ASSIGNMENT A
Answer each question from the research abstract, one line per answer, marked (i), (ii), (iii) as the questions are.
(i) Which two disorders does the abstract give as examples for deep brain stimulation?
(ii) In preclinical rodent models, where are the target and entry points typically defined?
(iii) What would the planned atlas make unnecessary for each individual animal?
ASSIGNMENT B
List every imaging technique named in the research abstract, including the title, in the form the abstract gives it.

READING TEXT
::::::::::
Can combined µCT and TOF-MRI assist in neuroanatomical surgery planning in small animal models?

Aims Deep brain stimulation (DBS) for neurological and psychiatric disorders like Parkinson’s disease or major depression disorder requires the implantation of electrodes for the application of electrical pulses in deep brain anatomical locations. For such procedures, preoperative or intra-operative multi-modality brain magnetic resonance imaging (MRI) or computed tomography angiography (CTA) images of the individual patient are extensively investigated to define the optimal trajectory for electrode insertion to avoid vasculature and functionally important brain areas. Unlike DBS in humans, planning of brain interventions in preclinical rodent models is typically restricted to defining the target and entry points in a generalized anatomical small animal brain atlas and transforming these onto the individual animal using a stereotactic reference frame. As current atlases provide limited or no blood vessel information, the outcome of neurosurgical small animal model experiments could be deleteriously influenced when a sub-optimal electrode trajectory ruptures the cerebral vasculature resulting in severe systemic effects. However, the feasibility of individual preoperative imaging-based surgical path planning in animal studies is limited. Therefore, we aim to build a stereotactic (probabilistic) atlas based on anatomical (CT, MRI) and cerebral vasculature (TOF-MRI, CTA) information that can be used for neurosurgical planning (e.g. electrode implantation), without requiring the acquisition of vasculature and anatomical reference images for each individual animal. Here, we validate vasculature information from TOF-MRI with CT(A) and assess the intra-strain variability in skull reference points and cerebral vasculature for neurosurgery planning and subsequent (probabilistic) atlas building. Using this atlas, we aim to evaluate the risk of a user defined electrode trajectory damaging a blood vessel on its path. The use of such a method will be readily applicable to DBS in small animal models and also to a wide range of stereotactic surgeries like targeted injection of viral vectors, contrast agents, cells for the creation of neural disease models and in situ cell labeling applications.
::::::::::
INFORMATION SUPPLIED
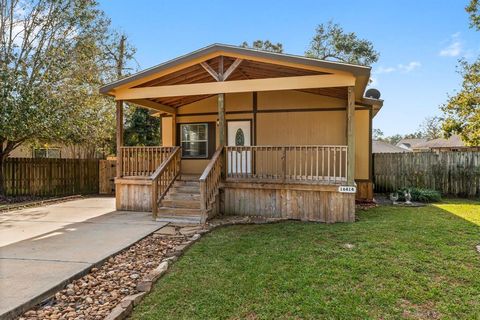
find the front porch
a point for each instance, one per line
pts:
(292, 182)
(263, 134)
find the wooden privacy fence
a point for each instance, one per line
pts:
(453, 173)
(50, 177)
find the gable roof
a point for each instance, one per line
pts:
(362, 72)
(384, 147)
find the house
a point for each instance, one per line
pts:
(454, 143)
(385, 147)
(410, 144)
(248, 132)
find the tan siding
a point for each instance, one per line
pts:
(293, 128)
(167, 138)
(362, 132)
(301, 128)
(296, 99)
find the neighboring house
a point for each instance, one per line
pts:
(248, 132)
(410, 144)
(385, 147)
(454, 143)
(28, 150)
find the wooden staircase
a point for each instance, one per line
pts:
(181, 204)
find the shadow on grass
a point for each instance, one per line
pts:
(395, 262)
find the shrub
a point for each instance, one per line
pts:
(420, 195)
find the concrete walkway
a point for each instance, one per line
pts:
(43, 248)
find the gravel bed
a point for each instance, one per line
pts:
(97, 293)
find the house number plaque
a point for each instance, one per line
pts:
(347, 189)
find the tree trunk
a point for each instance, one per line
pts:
(2, 174)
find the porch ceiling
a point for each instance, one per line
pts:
(246, 70)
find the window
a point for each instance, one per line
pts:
(194, 140)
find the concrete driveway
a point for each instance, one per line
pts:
(42, 248)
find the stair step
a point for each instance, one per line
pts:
(186, 183)
(185, 189)
(196, 219)
(162, 211)
(187, 177)
(182, 196)
(181, 203)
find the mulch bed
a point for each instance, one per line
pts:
(97, 293)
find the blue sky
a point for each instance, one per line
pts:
(419, 42)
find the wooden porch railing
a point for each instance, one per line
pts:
(143, 161)
(210, 182)
(164, 177)
(287, 164)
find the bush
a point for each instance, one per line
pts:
(420, 195)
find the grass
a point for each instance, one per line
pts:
(410, 263)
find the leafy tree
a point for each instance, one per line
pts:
(142, 129)
(431, 128)
(51, 63)
(332, 42)
(473, 9)
(264, 46)
(377, 134)
(462, 111)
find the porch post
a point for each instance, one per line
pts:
(351, 136)
(221, 119)
(119, 134)
(174, 130)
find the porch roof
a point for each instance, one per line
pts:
(191, 77)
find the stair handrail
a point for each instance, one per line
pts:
(164, 177)
(210, 182)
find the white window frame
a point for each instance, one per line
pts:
(199, 140)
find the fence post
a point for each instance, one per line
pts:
(284, 164)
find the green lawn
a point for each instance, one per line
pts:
(413, 263)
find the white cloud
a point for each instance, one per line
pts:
(454, 48)
(403, 68)
(409, 67)
(385, 70)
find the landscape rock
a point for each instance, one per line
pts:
(144, 286)
(156, 273)
(97, 293)
(119, 313)
(187, 231)
(168, 230)
(135, 298)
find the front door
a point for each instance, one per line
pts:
(239, 133)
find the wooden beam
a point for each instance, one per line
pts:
(232, 68)
(351, 136)
(119, 135)
(269, 84)
(209, 69)
(154, 105)
(221, 119)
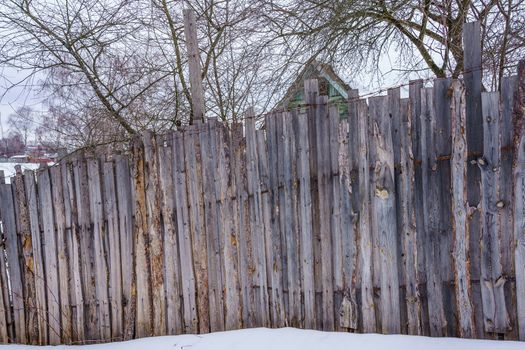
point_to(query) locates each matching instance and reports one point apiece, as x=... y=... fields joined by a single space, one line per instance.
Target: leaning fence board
x=50 y=257
x=37 y=255
x=155 y=234
x=227 y=235
x=462 y=281
x=496 y=318
x=507 y=261
x=4 y=305
x=143 y=321
x=100 y=247
x=114 y=258
x=518 y=167
x=365 y=230
x=171 y=246
x=73 y=252
x=431 y=215
x=124 y=188
x=189 y=308
x=383 y=188
x=86 y=249
x=256 y=220
x=62 y=255
x=26 y=250
x=206 y=134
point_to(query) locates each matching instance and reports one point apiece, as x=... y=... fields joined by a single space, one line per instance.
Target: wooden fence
x=408 y=217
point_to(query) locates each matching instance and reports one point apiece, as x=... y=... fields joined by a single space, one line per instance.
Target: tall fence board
x=310 y=221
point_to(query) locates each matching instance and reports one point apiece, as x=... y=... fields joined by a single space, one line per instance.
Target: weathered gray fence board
x=171 y=246
x=473 y=86
x=38 y=259
x=100 y=247
x=384 y=218
x=305 y=212
x=506 y=225
x=431 y=215
x=113 y=248
x=125 y=208
x=143 y=321
x=73 y=252
x=460 y=212
x=518 y=167
x=274 y=241
x=62 y=255
x=50 y=257
x=496 y=318
x=365 y=230
x=189 y=304
x=86 y=249
x=257 y=239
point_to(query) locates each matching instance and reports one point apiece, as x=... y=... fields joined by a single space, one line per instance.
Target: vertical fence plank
x=431 y=214
x=50 y=256
x=365 y=230
x=143 y=321
x=496 y=318
x=460 y=209
x=7 y=206
x=155 y=234
x=125 y=211
x=305 y=211
x=256 y=219
x=114 y=257
x=227 y=235
x=189 y=303
x=507 y=241
x=194 y=183
x=86 y=249
x=323 y=178
x=73 y=252
x=26 y=250
x=267 y=228
x=171 y=246
x=100 y=247
x=241 y=168
x=384 y=220
x=38 y=260
x=6 y=323
x=291 y=229
x=472 y=78
x=518 y=167
x=349 y=184
x=62 y=255
x=208 y=153
x=274 y=241
x=311 y=90
x=415 y=121
x=407 y=226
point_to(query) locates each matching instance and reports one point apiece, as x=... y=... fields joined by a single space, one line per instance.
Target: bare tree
x=416 y=34
x=21 y=122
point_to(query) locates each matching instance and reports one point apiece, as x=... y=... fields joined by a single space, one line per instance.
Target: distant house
x=330 y=84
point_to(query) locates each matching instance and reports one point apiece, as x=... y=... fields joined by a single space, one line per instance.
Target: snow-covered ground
x=293 y=339
x=9 y=169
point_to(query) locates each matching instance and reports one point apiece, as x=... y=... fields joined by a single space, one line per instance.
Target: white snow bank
x=292 y=339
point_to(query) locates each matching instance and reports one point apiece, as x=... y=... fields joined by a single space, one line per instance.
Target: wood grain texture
x=460 y=210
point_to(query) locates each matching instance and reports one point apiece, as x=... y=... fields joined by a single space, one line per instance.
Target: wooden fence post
x=519 y=194
x=197 y=93
x=462 y=281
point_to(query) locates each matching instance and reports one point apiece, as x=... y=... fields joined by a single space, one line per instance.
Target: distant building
x=330 y=84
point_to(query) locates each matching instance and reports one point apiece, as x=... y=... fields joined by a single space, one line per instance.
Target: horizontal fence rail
x=395 y=220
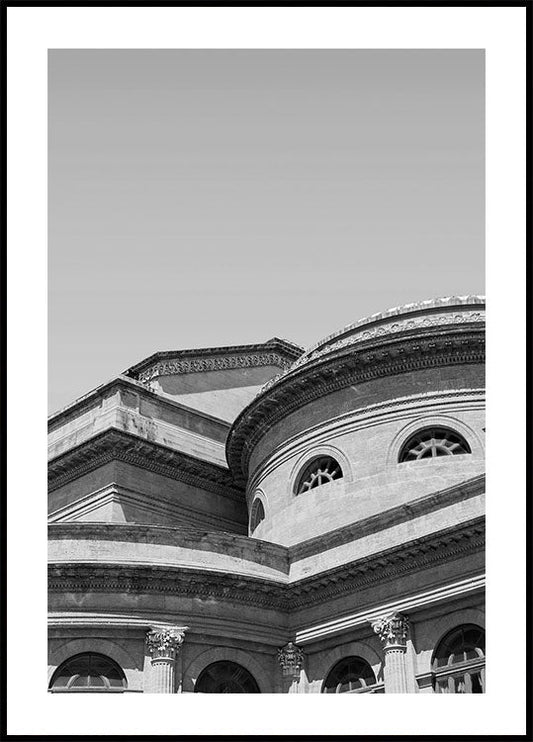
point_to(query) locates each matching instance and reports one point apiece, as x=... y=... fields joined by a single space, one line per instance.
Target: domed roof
x=422 y=314
x=437 y=332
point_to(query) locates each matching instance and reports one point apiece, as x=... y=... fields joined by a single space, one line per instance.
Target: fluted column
x=164 y=646
x=290 y=658
x=393 y=631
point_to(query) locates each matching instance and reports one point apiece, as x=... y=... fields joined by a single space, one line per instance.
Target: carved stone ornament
x=290 y=658
x=393 y=630
x=164 y=643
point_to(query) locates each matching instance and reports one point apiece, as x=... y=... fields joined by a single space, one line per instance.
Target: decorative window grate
x=257 y=514
x=88 y=673
x=225 y=677
x=459 y=661
x=433 y=442
x=320 y=471
x=351 y=675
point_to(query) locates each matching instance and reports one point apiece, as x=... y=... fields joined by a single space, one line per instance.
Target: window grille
x=433 y=442
x=320 y=471
x=225 y=677
x=257 y=514
x=350 y=675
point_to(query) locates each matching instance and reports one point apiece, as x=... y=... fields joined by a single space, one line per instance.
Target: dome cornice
x=444 y=336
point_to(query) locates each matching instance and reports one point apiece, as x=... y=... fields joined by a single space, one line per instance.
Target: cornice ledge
x=389 y=564
x=385 y=565
x=114 y=444
x=91 y=577
x=386 y=519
::::::::::
EXERCISE RESULT A
(i) Parkinson's disease and major depression disorder.
(ii) In a generalized anatomical small animal brain atlas.
(iii) The acquisition of vasculature and anatomical reference images.

EXERCISE RESULT B
µCT
TOF-MRI
Magnetic resonance imaging (MRI)
Computed tomography angiography (CTA)
CT